- [Task brief]:
Every line from the line containing "Target: school logo badge on sweater" through the final line below is to be repeated exactly; no other line is.

- [Data provided]:
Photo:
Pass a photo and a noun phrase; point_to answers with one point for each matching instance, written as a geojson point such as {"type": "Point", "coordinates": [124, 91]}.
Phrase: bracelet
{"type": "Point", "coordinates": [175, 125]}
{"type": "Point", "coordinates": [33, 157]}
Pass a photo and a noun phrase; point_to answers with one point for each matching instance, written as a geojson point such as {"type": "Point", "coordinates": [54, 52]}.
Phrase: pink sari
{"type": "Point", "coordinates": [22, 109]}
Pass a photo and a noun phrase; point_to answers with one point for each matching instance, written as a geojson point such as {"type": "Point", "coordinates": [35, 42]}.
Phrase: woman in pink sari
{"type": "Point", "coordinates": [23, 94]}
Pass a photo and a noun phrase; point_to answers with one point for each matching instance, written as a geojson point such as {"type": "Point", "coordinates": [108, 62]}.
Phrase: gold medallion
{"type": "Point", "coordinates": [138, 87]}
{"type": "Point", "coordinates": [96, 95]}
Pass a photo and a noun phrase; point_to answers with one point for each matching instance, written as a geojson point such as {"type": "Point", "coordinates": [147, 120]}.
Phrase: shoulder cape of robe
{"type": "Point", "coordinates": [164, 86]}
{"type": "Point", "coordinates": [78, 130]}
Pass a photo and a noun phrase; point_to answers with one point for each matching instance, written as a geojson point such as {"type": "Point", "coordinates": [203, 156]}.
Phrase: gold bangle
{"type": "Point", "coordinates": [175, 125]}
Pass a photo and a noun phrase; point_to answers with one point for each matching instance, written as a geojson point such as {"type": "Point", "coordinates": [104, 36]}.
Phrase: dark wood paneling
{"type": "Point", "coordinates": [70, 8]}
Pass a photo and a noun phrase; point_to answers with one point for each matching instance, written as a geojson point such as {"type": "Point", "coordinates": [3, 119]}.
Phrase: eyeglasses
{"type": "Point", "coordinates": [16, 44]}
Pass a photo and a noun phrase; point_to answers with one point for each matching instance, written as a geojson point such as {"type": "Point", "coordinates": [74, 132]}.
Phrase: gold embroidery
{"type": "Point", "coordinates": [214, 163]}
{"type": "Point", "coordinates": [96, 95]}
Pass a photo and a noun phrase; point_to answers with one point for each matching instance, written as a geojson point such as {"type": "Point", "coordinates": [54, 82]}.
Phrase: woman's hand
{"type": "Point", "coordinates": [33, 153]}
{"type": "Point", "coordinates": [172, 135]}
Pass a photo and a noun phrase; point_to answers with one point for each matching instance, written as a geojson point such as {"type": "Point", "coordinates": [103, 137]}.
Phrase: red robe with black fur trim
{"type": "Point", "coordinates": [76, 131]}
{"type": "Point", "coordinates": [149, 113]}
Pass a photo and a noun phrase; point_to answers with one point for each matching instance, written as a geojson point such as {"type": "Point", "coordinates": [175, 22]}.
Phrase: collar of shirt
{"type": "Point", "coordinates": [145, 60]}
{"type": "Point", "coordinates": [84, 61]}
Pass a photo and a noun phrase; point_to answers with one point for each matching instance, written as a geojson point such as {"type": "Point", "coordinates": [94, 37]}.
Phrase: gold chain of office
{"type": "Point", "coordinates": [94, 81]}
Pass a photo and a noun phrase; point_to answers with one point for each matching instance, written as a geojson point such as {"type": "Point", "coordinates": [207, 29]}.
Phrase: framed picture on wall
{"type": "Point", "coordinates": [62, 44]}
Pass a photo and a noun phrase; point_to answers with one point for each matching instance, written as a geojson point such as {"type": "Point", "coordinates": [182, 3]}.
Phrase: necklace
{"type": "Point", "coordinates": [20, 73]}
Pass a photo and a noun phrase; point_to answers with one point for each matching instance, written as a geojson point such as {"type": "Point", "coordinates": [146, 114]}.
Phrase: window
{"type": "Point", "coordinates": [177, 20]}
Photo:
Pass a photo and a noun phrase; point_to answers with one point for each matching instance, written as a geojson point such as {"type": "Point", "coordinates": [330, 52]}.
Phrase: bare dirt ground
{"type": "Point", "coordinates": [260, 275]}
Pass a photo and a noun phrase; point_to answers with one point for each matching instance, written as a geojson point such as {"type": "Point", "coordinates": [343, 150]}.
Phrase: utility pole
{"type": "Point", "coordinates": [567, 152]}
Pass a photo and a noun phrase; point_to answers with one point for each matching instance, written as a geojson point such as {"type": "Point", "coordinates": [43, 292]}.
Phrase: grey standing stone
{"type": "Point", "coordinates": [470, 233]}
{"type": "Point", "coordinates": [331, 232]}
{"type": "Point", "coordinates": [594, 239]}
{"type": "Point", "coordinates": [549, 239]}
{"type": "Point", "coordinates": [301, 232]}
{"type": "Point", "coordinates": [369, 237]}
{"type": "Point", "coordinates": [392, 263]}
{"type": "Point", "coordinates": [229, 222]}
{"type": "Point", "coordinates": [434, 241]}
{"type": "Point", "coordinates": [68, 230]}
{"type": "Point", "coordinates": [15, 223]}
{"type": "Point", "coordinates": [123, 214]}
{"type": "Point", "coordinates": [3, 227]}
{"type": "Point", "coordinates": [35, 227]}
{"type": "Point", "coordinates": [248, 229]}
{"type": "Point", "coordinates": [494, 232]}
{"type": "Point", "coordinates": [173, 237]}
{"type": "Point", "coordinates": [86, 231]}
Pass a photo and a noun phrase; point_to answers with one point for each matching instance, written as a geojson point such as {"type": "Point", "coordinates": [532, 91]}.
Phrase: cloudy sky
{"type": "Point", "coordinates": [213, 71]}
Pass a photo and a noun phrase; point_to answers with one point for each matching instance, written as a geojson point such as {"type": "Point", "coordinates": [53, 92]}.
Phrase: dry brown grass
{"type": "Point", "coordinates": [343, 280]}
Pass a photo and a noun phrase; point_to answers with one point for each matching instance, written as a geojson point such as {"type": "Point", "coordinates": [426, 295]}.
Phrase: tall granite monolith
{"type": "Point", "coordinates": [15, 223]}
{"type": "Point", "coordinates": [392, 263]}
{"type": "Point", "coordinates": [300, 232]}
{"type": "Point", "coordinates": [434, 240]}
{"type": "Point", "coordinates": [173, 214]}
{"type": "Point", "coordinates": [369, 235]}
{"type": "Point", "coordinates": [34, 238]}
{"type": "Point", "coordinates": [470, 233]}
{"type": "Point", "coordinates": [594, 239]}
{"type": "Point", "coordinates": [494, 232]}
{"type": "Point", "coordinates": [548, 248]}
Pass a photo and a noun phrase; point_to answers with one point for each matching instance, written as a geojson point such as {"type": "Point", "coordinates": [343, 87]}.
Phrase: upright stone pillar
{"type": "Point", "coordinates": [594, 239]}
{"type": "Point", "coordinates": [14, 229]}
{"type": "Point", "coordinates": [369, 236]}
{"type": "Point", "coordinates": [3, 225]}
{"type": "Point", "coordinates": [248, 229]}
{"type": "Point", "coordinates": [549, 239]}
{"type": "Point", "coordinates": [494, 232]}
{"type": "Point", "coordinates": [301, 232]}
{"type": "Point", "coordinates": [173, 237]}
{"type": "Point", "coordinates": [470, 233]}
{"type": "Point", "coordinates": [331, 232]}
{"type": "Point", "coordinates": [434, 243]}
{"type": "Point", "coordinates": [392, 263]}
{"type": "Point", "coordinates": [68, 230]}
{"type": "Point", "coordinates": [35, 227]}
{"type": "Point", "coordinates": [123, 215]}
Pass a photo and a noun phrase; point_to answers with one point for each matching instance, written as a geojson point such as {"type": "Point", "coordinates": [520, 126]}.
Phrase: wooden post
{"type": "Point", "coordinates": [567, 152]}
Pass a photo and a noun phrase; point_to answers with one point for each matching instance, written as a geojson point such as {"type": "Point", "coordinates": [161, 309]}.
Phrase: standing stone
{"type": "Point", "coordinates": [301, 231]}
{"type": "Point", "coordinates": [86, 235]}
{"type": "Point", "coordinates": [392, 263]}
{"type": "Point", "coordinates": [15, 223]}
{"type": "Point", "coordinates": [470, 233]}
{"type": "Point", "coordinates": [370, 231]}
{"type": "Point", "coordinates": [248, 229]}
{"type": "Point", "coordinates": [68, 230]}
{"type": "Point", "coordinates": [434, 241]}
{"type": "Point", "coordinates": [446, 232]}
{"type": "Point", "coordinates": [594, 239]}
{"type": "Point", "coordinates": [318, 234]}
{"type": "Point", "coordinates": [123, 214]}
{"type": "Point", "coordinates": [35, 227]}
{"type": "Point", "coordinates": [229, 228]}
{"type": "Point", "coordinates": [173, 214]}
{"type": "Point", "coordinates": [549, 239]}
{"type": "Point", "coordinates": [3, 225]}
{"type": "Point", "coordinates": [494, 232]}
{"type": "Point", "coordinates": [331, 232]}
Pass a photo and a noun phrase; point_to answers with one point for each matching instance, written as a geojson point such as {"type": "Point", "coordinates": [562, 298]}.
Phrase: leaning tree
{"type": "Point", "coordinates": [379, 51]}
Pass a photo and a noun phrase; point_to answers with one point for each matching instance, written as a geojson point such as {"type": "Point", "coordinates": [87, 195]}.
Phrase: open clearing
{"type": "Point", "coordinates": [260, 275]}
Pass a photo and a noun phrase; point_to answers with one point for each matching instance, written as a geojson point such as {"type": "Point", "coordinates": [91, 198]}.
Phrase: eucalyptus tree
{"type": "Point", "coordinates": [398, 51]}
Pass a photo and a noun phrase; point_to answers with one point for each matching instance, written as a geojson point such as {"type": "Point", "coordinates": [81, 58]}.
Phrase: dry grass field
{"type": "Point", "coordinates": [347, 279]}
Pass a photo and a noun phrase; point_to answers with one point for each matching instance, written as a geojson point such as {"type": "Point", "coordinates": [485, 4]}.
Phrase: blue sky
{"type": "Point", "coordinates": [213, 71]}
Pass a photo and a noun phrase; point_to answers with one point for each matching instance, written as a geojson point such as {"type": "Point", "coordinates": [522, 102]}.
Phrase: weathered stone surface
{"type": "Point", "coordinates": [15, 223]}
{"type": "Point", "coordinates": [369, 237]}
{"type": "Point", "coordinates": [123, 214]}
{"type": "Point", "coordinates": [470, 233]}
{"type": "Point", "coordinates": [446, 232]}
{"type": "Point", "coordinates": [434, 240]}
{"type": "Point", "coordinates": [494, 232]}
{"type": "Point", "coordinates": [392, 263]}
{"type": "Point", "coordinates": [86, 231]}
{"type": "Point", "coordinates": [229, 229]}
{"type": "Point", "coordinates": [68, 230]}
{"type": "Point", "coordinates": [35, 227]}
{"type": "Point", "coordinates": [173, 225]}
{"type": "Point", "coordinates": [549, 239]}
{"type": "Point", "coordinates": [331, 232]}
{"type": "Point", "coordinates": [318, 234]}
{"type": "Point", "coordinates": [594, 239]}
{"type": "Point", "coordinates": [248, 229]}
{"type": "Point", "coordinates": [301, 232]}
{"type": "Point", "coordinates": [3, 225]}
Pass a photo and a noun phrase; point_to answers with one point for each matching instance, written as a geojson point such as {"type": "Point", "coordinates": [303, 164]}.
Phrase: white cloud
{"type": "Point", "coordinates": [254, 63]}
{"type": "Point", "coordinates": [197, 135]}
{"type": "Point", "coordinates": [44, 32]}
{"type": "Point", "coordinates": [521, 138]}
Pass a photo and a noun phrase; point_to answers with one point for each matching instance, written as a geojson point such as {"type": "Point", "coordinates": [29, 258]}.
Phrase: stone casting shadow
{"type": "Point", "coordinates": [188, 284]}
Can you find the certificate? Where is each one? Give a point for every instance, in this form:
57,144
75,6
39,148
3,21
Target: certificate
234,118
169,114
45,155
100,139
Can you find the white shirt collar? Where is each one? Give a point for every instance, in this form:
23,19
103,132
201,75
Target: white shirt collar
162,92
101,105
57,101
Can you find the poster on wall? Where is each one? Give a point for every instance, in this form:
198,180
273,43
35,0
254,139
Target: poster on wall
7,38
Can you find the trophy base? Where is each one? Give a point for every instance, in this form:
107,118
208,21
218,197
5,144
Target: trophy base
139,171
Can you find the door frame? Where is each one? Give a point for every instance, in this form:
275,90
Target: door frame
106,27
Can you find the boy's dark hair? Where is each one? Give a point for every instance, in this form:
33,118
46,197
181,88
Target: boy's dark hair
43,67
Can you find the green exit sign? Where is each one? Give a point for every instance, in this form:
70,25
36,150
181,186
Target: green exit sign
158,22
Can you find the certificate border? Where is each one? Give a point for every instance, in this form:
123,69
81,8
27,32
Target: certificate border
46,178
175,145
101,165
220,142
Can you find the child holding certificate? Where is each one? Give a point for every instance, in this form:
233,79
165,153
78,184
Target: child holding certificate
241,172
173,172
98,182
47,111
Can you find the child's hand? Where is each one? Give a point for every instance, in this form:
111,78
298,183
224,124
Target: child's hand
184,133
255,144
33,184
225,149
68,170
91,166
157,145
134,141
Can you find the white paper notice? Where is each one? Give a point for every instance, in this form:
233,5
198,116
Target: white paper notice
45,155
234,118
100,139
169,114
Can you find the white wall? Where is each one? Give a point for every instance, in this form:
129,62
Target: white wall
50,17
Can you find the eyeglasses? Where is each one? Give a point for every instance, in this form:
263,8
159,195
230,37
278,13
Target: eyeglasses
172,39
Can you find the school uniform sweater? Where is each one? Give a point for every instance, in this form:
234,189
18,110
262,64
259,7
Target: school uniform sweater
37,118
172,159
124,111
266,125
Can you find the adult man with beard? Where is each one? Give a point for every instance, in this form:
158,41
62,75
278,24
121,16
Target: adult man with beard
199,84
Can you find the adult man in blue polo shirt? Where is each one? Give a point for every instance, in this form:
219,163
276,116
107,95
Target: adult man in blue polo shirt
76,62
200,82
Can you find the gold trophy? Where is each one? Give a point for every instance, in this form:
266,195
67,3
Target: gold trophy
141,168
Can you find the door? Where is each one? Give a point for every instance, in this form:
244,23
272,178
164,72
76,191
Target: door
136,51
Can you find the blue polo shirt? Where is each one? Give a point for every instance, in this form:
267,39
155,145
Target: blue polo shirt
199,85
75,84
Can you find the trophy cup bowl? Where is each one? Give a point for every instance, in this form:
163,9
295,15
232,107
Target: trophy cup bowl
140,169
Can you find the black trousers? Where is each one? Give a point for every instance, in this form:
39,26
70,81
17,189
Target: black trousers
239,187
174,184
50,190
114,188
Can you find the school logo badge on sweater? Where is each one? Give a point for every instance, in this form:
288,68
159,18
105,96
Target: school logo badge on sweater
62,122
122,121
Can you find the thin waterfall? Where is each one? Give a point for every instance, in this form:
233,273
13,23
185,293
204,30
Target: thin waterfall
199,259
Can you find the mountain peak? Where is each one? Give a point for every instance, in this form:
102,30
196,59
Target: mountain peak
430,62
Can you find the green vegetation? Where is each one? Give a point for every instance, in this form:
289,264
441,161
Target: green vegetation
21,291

- [Task solution]:
Target: school logo badge on sweater
62,122
122,121
Can you find the thin waterfall? Where is each one? Give a point for every instance, in this form:
233,273
13,23
185,293
204,30
Target: thin waterfall
199,259
Can you find the mountain peak? Where is each one? Give a point for every instance, in this form:
102,30
196,59
Target: mountain peak
430,62
Can you find the green vegetation? Where is each one? Give a point for every instance, in this form:
289,264
441,161
Target: green vegetation
21,291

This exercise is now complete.